Location identification items
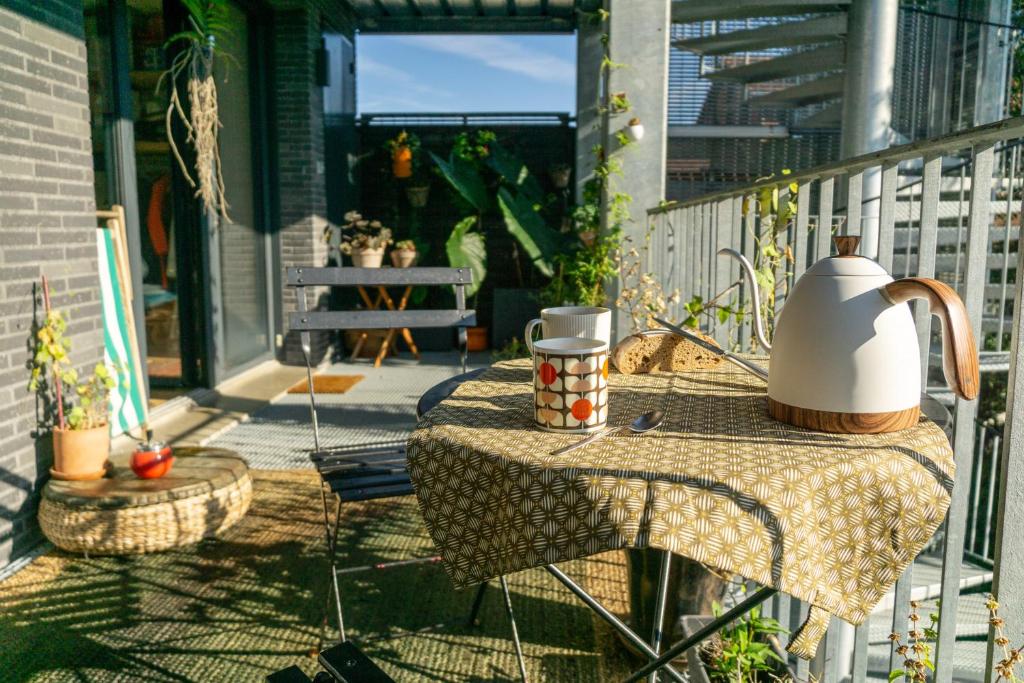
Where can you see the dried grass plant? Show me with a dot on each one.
(201, 119)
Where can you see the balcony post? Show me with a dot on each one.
(638, 32)
(870, 58)
(1008, 582)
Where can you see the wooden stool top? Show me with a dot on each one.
(196, 471)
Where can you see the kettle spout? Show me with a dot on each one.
(759, 327)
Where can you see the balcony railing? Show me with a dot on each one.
(961, 224)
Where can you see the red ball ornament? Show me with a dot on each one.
(152, 460)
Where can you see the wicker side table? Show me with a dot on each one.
(206, 492)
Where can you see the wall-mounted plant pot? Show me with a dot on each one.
(81, 454)
(635, 130)
(401, 163)
(476, 339)
(368, 258)
(403, 258)
(560, 176)
(418, 196)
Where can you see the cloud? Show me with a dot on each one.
(370, 68)
(499, 52)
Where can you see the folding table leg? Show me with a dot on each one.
(515, 631)
(474, 612)
(706, 632)
(663, 597)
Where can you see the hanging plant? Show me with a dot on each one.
(210, 25)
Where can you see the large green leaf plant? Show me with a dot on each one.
(488, 177)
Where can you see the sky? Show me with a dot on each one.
(465, 73)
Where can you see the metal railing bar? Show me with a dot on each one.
(854, 203)
(966, 411)
(901, 613)
(887, 215)
(826, 190)
(928, 236)
(979, 136)
(989, 504)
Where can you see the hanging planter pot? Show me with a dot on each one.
(560, 175)
(418, 196)
(635, 130)
(401, 162)
(368, 258)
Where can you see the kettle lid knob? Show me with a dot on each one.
(846, 245)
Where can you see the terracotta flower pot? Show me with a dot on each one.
(81, 454)
(401, 163)
(418, 196)
(476, 339)
(402, 258)
(368, 258)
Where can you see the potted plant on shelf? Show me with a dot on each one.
(560, 174)
(81, 434)
(364, 241)
(402, 148)
(634, 130)
(403, 255)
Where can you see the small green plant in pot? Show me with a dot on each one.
(403, 255)
(78, 409)
(365, 241)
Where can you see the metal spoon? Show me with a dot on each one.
(644, 423)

INSTRUCTIONS FOR THE TASK
Starting at the line that contains "Where can you see the wicker" and ending at the last line above, swap "dot" for "marker" and reproduce only those lines with nothing else changed.

SOLVED EXERCISE
Where can you see the wicker side table? Show me with a marker on each one.
(206, 492)
Where can you see the wall-mounted plant pot? Show me with a marker on each one.
(81, 454)
(635, 130)
(401, 163)
(476, 339)
(368, 258)
(403, 258)
(560, 176)
(418, 196)
Where can you see the cloud? Show me with a marker on each one.
(370, 68)
(499, 52)
Where can you see the folding table leg? Show me with a marker on each one.
(515, 631)
(474, 612)
(706, 632)
(663, 597)
Where can you see the hanging plant? Show me with a marker on each one.
(210, 25)
Where can you see the large green leaf plant? Show me with a marker on each one.
(488, 177)
Where can you see the sky? Show me with a marker on each one.
(465, 73)
Where can you see the metal railing bar? Show me with a marker on each one.
(854, 203)
(966, 411)
(901, 613)
(887, 215)
(826, 190)
(928, 236)
(979, 136)
(989, 504)
Where can you see the hanging planter pot? Show me with a marker on each one.
(560, 175)
(418, 196)
(635, 130)
(401, 162)
(368, 258)
Where can you see the kettle lid knob? Show me with a marker on each one.
(846, 245)
Where can you see the terracotta flower pot? Show me with a marker on each one.
(81, 454)
(401, 163)
(418, 196)
(476, 339)
(402, 258)
(368, 258)
Where can you see the potted plant on shelf? Show me with a marker on each one.
(560, 174)
(81, 434)
(364, 241)
(402, 148)
(634, 130)
(403, 255)
Where can you see the small green plant in pot? Show me with a marker on each one.
(403, 255)
(78, 409)
(365, 241)
Where can you see the metal spoon? Show me with a marker on each one.
(644, 423)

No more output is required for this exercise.